▸ The problem
Start to finish, print the entries exactly, and carry none of the pictures over.

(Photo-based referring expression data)
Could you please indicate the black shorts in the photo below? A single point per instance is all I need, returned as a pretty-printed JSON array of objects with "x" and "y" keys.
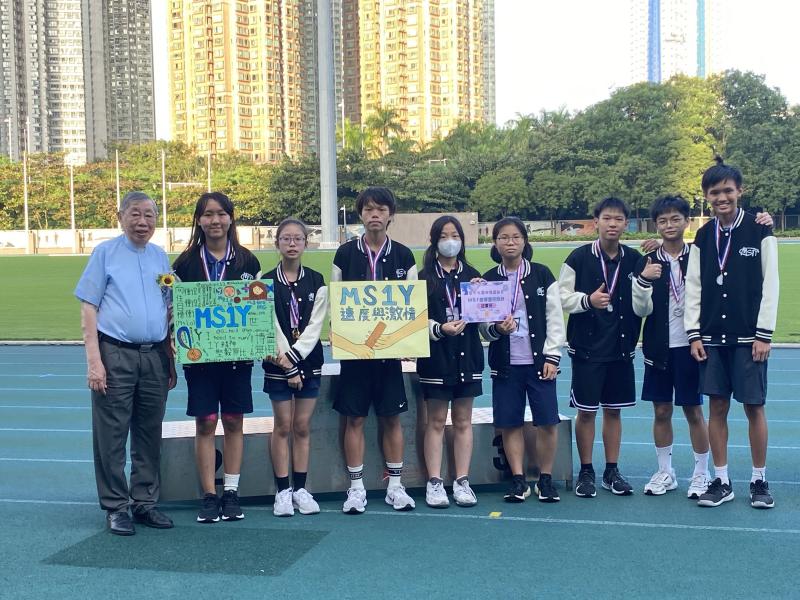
[
  {"x": 509, "y": 395},
  {"x": 596, "y": 384},
  {"x": 682, "y": 376},
  {"x": 365, "y": 383},
  {"x": 731, "y": 370},
  {"x": 448, "y": 393},
  {"x": 219, "y": 387}
]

▸ Answer to this exercise
Could you please indicate the black shorts in the photo below? A single point per instance is all I need, returned as a pretty-printed JSON array of objects with "x" and "y" keys.
[
  {"x": 509, "y": 395},
  {"x": 596, "y": 384},
  {"x": 682, "y": 376},
  {"x": 365, "y": 383},
  {"x": 731, "y": 370},
  {"x": 448, "y": 393},
  {"x": 219, "y": 387}
]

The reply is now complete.